◆ Excerpt ◆
=== Begin Enclosure ===

The Us and Them mind-set can be rather limiting, however. To look at the blue suits who work the tiers, or the serge suits who work in DOC headquarters, as The Enemy is to hold a very myopic view indeed. If you pull back and take a broader view of the struggle (For Justice -- For Equality), you'll see that the cops and bureaucrats are merely the agents of oppression. They are not its architects. So who is the architect? The long answer will be the subject of another day. The short answer? I'd call it Greed (but it has been known by many other names). Greed is the master architect of much of the injustice and oppression in the world today. Enough said.

Speaking of the trade magazines. I'd like to mention one in particular that I have developed a genuine respect for: Corrections Digest. At the end of many PLN articles, we list the source. You'll see Corrections Digest listed often. They are a ten-page weekly newsletter. They're incredibly quick. Much of the news they print is less than a week or two old. Their news articles are tightly written. They're able to pack a lot of information into ten pages.

One of the reasons I've never "plugged" Corrections Digest is the price. Since the majority of PLN readers are prisoners, few would be able to afford the subscription fee of $345 for 51 weekly issues. But if your library or law library subscribes, then you should check it out. If they don't then maybe you should have them try it. Corrections Digest, 5724 Highway 280 East, Birmingham, AL 35242-6919 (1-800-633- 4931) They say that a 30-day trial subscription available on request.

This issue of PLN is four pages longer than usual. For years weave been sitting on the lengthy Peru prison revolt article in this issue. Part of the reason we've held off on it is because it's so long. A PLN supporter, Jerry D., donated $100 to cover the increased printing cost for the extra four pages in this issue. Thanks to Jerry our readers can finally read the dramatic and gripping account of that struggle, appropriately enough on the tenth anniversary of the event.

On the good news front, hopefully you've noticed that we've started delivering (almost) on time again. For the last two years we've been chronically late. That is because we've always had to rely on volunteers to do the typesetting and layout - volunteers who have other jobs, school, etc. We now have a very talented, competent, full time staff person. (Please keep the checks, stamps, and money orders coming in ... so we can afford to actually pay her!) So you can look forward to receiving your PLN in a timely manner for the foreseeable future. Uhhh ... unless you're a prisoner in Texas, that is.

=== End Enclosure ===

Carry on the PLN column above, picking up right after its final sentence.

◆ Provided records ◆
=== Begin Enclosure ===

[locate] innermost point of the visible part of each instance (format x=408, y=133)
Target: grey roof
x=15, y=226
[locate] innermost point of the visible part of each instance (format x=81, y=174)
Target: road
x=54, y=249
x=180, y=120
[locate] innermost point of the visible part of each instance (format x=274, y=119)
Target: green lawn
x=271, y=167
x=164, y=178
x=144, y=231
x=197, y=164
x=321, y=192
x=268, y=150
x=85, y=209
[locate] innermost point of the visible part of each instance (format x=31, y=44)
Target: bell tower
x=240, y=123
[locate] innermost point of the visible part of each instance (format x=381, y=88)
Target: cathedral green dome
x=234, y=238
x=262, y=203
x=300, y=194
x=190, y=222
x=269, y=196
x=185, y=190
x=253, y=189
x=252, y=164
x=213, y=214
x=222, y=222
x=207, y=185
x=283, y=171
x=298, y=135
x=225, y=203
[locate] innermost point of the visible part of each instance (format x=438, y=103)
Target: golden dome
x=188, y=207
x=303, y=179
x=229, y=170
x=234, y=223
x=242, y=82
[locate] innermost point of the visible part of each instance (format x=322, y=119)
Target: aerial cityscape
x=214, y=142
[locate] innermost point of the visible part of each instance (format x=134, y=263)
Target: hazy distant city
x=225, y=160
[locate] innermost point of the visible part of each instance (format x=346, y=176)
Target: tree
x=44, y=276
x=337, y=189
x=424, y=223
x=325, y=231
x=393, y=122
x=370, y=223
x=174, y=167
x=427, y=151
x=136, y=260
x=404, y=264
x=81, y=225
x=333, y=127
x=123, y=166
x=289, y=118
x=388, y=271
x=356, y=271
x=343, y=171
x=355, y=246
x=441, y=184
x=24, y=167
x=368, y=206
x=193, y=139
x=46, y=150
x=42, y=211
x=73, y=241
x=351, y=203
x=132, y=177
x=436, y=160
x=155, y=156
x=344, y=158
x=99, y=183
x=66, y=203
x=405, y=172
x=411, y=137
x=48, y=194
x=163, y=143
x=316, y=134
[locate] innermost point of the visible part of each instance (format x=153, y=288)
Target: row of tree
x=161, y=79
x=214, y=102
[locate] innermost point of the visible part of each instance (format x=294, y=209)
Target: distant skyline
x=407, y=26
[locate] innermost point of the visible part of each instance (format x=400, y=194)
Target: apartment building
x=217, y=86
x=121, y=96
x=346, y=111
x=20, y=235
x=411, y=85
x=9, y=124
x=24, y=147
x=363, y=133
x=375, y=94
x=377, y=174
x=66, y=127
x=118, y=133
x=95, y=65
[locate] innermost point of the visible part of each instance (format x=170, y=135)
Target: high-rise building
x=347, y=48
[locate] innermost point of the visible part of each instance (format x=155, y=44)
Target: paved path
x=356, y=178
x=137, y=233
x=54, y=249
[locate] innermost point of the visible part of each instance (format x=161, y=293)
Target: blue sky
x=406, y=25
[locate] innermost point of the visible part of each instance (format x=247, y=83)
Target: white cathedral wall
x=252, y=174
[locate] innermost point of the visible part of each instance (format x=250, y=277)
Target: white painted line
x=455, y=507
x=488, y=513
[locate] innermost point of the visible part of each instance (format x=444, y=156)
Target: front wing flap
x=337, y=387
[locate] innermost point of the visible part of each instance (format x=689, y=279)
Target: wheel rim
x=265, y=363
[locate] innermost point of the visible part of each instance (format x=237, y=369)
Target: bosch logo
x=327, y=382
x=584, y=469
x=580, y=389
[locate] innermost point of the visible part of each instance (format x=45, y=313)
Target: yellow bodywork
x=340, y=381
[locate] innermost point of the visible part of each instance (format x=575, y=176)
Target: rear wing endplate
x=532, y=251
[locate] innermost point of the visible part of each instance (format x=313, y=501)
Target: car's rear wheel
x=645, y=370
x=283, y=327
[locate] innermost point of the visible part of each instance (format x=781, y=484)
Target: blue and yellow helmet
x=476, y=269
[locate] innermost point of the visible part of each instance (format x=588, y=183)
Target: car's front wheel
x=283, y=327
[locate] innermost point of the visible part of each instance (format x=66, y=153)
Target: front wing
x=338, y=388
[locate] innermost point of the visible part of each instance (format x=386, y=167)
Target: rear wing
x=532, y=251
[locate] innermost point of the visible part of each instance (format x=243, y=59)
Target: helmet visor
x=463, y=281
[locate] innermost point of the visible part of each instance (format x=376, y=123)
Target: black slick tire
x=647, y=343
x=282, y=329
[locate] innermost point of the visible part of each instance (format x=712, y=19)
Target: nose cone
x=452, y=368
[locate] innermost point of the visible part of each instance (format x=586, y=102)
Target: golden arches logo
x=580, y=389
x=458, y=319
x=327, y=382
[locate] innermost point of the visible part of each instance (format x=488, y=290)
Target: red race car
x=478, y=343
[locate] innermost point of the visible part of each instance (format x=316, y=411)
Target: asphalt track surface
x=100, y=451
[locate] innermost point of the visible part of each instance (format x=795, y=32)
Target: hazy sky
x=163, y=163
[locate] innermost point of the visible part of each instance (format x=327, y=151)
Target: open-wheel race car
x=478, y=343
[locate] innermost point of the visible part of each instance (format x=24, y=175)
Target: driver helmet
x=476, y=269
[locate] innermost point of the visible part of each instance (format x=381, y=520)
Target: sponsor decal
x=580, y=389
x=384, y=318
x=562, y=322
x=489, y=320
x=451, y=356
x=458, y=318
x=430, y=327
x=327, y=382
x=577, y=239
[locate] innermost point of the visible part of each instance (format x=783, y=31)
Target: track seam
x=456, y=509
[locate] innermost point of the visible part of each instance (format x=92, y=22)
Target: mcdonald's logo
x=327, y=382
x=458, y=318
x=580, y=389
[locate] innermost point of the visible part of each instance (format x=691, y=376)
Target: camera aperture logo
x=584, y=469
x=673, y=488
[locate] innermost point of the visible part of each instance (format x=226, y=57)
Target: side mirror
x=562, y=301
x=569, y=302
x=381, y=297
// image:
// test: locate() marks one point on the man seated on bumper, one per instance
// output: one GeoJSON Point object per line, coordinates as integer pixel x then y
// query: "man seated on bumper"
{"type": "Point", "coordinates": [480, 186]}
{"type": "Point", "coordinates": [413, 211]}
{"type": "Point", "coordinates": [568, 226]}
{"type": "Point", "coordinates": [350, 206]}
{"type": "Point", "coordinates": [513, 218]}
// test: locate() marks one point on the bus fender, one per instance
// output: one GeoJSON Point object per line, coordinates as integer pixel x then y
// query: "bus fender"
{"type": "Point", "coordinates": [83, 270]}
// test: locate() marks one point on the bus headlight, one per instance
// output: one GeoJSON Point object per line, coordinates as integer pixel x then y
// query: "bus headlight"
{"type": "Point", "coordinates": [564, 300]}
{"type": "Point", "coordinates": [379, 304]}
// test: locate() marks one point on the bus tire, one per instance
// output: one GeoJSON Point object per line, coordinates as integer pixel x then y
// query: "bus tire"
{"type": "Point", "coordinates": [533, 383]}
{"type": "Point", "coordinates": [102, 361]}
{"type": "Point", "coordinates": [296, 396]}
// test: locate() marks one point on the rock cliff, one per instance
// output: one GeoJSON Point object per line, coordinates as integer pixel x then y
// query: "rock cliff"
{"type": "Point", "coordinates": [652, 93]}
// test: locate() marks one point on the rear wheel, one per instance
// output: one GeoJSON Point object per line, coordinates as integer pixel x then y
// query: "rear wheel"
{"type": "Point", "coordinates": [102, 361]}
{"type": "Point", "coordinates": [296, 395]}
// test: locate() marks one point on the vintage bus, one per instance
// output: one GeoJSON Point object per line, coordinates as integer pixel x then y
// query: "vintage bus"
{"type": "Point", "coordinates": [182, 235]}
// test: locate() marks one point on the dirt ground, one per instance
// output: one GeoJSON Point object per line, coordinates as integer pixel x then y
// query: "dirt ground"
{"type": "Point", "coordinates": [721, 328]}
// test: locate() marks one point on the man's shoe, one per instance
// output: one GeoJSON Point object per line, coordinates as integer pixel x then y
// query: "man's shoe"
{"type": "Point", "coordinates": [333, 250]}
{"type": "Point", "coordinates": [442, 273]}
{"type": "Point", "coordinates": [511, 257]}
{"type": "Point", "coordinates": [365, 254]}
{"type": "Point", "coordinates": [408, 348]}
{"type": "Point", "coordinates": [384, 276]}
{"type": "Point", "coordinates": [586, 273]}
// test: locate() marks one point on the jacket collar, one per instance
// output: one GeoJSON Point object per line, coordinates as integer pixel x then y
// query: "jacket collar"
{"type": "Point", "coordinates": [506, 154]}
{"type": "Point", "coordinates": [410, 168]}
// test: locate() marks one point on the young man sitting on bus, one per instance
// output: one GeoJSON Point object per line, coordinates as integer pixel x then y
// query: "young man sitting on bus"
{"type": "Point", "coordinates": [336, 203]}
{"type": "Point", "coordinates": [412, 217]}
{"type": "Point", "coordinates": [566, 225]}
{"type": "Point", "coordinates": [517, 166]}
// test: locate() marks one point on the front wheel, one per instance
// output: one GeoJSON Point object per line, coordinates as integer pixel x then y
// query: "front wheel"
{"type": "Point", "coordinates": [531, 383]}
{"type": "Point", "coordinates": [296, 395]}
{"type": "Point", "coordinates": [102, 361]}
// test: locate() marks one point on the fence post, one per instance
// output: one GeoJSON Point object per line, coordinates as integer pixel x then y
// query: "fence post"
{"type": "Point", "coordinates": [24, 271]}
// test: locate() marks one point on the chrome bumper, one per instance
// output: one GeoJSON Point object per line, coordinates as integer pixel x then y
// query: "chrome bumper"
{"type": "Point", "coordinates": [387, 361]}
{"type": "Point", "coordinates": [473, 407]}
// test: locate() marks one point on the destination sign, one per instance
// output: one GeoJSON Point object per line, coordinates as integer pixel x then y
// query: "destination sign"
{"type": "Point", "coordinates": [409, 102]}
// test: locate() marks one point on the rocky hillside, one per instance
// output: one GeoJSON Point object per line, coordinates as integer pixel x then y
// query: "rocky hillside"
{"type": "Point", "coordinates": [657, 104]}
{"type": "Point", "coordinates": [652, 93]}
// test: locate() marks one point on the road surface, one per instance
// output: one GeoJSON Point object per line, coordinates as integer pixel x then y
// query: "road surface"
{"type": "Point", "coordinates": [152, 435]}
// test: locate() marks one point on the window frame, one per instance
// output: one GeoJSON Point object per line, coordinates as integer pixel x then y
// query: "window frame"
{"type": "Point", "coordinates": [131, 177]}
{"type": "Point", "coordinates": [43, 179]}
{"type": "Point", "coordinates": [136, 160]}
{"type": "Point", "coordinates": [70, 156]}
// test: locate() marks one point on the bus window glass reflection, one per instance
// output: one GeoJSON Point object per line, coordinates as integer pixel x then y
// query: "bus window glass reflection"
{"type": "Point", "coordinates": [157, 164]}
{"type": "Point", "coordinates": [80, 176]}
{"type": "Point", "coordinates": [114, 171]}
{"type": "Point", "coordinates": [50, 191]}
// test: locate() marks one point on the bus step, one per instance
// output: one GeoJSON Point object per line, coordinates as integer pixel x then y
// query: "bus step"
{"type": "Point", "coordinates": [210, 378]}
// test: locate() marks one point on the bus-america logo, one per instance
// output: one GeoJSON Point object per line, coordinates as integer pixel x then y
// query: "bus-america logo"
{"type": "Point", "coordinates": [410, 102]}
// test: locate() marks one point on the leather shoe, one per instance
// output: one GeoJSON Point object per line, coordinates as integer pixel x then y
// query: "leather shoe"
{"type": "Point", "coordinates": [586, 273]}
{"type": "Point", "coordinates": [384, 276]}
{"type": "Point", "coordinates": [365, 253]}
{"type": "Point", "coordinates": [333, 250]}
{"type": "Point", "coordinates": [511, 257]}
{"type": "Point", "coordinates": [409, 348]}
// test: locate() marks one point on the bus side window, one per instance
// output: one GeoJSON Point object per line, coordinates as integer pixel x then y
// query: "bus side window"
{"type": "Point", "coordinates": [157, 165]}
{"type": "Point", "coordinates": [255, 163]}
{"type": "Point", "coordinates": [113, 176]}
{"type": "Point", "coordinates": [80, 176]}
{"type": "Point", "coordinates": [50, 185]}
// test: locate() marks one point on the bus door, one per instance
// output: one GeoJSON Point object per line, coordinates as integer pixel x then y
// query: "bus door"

=== End Enclosure ===

◆ Answer to this problem ◆
TDCJ headquarters in Huntsville has to review and approve each issue before they are delivered to Texas prisoners. They are supposed to complete this review within 72 hours, but they typically take weeks. So far, to our knowledge, no Texas prisoners have challenged the TDCJ in court on this issue. Prove me wrong and send me the court ruling. I'd love to publish a summary of it in PLN. But unless or until the ridiculous delay by the TDCJ is challenged, imprisoned PLN readers in Texas can expect continued delays.

A note to federal prisoners: when you pay for a subscription with money off your books, the B.O.P. sends us a check with your name only on it - no address. If the check is from a new subscriber, we can do nothing except hang onto it and wait. Hopefully a few months later we'll get a "Hey, where's my subscription?" letter, and only then will we be able to match the name on the check to a prisoner and his/her address. So ... be sure to always send us your full name and address on a separate piece of paper.

This month we begin a new feature, A Matter of Fact. This feature is similar to News in Brief, in that it packs a lot of information into a small space. Check it out, and let us know if you like this new feature. We always read the mail (even if we can't answer it all). If enough of you like A Matter of Fact, we'll keep running it.

That about wraps it up for this month. Enjoy reading this issue of PLN and pass it along to a friend when you're done. And as always, thank you - all of you - for your continued support. This is your magazine. We couldn't do it without you.